## PROMPT
Search the data for the string "Please" and extract every line where it appears.

## SOURCE MATERIAL
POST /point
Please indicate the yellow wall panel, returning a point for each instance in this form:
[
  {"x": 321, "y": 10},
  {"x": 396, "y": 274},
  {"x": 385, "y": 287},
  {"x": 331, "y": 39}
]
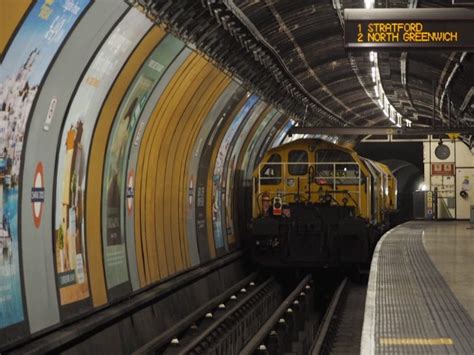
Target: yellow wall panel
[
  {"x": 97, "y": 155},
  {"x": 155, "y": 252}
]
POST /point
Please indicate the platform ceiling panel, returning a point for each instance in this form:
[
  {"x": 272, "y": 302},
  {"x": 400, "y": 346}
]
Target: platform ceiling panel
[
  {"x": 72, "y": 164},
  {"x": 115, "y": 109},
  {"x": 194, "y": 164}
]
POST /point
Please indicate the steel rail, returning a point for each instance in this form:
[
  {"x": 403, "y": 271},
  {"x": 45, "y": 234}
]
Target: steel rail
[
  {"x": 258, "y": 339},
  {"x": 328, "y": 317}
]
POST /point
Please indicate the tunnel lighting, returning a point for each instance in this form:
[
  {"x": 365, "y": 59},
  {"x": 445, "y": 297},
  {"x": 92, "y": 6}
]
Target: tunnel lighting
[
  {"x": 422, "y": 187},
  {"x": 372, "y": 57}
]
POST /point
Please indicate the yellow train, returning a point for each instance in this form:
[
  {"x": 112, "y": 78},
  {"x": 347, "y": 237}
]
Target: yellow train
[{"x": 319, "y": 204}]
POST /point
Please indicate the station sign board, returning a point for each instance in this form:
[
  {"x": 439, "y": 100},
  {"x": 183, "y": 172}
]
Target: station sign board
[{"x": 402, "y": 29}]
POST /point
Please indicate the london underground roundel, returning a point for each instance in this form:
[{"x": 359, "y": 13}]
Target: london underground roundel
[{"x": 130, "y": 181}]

## EXERCISE RESULT
Please indicate the yellow wall panel, returning a point for each instance in this form:
Please indicate the platform ceiling panel, returning a point for each instance in this form:
Please indicate the steel rail, returning a point for each instance in this form:
Please indicate the tunnel lighting, returning a point for each instance in this form:
Please indicate the yellow train, returning a point for each instance in this form:
Please indicate the station sign board, returning a point for each instance in this form:
Please indicate the london underground roundel, returning a point for each instance in this form:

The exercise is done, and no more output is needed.